### Work task
What is needed is an exact copy of all the lines below.

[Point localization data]
☆ ☆ ☆
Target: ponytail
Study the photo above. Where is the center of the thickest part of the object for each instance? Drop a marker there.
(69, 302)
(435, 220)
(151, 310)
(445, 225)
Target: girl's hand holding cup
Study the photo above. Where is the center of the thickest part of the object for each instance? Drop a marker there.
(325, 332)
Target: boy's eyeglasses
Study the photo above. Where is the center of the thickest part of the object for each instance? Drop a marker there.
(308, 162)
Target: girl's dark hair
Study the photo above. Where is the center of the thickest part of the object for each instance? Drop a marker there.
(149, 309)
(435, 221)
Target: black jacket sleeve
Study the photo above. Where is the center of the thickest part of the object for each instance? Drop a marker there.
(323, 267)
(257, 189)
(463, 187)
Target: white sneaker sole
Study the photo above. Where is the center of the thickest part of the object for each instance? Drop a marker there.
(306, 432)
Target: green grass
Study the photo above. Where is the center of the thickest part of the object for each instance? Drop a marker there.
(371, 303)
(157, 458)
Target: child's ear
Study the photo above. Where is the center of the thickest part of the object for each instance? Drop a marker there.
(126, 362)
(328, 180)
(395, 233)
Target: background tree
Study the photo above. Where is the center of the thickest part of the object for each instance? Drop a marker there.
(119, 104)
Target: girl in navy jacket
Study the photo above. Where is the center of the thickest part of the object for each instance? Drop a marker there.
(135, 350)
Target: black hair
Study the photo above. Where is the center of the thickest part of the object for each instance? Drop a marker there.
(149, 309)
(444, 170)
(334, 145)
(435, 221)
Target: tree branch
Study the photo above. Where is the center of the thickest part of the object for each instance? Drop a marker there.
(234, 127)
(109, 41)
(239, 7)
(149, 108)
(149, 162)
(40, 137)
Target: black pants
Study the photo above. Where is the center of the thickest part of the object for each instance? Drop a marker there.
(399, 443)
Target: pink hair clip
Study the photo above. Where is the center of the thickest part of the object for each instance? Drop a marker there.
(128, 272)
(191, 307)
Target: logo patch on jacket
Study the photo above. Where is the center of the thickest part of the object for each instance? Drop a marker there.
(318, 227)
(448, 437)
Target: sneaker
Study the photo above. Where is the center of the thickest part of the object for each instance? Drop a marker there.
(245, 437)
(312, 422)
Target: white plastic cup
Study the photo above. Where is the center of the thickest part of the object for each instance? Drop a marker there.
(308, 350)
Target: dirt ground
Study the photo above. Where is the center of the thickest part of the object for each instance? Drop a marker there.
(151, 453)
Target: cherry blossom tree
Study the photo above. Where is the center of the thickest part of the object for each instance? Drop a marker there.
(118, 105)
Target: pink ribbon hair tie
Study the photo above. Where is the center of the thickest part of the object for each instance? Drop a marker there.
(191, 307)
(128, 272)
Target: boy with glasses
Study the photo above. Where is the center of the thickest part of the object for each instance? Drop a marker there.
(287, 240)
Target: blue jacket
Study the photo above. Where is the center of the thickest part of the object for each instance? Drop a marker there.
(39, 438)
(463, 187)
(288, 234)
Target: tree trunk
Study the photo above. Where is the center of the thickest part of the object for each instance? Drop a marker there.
☆ ☆ ☆
### Expected answer
Target: ponytail
Study the photo above. Where is the center of the thickest part of the object for each instance? Drop a marker there.
(69, 302)
(435, 220)
(151, 310)
(445, 225)
Target: girl's hand holding cup
Study the photo above. Where is the center of the thickest part of the object for each instance? Drop a marker there.
(325, 332)
Target: boy's eyeglasses
Study the photo above. Where is the center of the thickest part of the object for each instance? Drop a marker there.
(308, 162)
Target: girl's dark hair
Study the photo above. Where is the center of the thickest part of the object for each instance? Drop a marker there.
(149, 309)
(435, 221)
Target: black jacket sleeve
Study the photo above. Where is the center of the thickest part of the object for each instance? Drop a marker there.
(323, 267)
(257, 189)
(463, 187)
Target: white sneaker sole
Study the photo above. Where is the center of the thickest part of the object for each instance? Drop a marker there.
(306, 432)
Target: green grass
Study the photo above. Where is the center of the thickest part of the object for each instance? Drop a marker there.
(371, 303)
(157, 458)
Target: child's ear
Study the photo above. Where is the center of the thickest part of the object for each instance? Drop a marker there.
(126, 362)
(328, 180)
(395, 233)
Target: background tree
Study the photo above. Where is the center of the thickest part of the object for each instance? Drop a marker there.
(119, 104)
Target: girl in navy jacket
Study the photo above. Where is the center of the thickest part of the object for each instance? Drop a marker there.
(135, 350)
Target: black hair
Study the photo above. Where is the center of the thickest part of the object for each instance? Drop a marker there.
(149, 309)
(444, 170)
(334, 145)
(435, 221)
Target: tree branch
Study the photo above. Where is the center of the thickest part of the object for each instance? Drop a marker there.
(234, 127)
(109, 41)
(239, 7)
(149, 108)
(149, 162)
(40, 137)
Target: black pants
Study the photo above. Where is the center of the thickest part of the object for each instance? Drop a marker there.
(399, 443)
Target: pink hair clip
Study the photo above. Where is the center of the thickest part of the object for each instance? Drop a marker there.
(128, 272)
(191, 307)
Target: logo patch on jacket
Study the photo above. Where is the center of the thickest part of the object for each instance? Drop a marker there.
(318, 227)
(448, 437)
Target: sneaker
Study the photo above. Where is the center of the thickest part of the object for each instance? Drop a marker there.
(245, 437)
(312, 422)
Target: white plastic cup
Study the photo above. Where is the center of the thickest part of the object for each instance? Drop a marker there.
(308, 350)
Target: dirt ground
Study the photo above. Where is the center of the thickest part of the object for each instance? Drop a marker there.
(151, 453)
Target: cherry blossom tree
Study the photo above. Where is the center of the thickest part of the object for each instance? Drop a marker there.
(118, 105)
Target: pink ribbon hair tie
Study the photo above. Where is the center of the thickest part of the object for each instance? Drop a marker there.
(191, 307)
(128, 272)
Target: boy with glasses
Study the photo above. Where is the center of the thickest part of the object for each instance? Drop a marker there.
(287, 240)
Target: blue jacket
Study the photo above. Where is the center of the thickest part of the object for each instance? Drop a marker there.
(39, 438)
(463, 187)
(288, 234)
Target: tree trunk
Study the photo above. Where is the center of the thickest part of the object for each instance? Drop a marker there.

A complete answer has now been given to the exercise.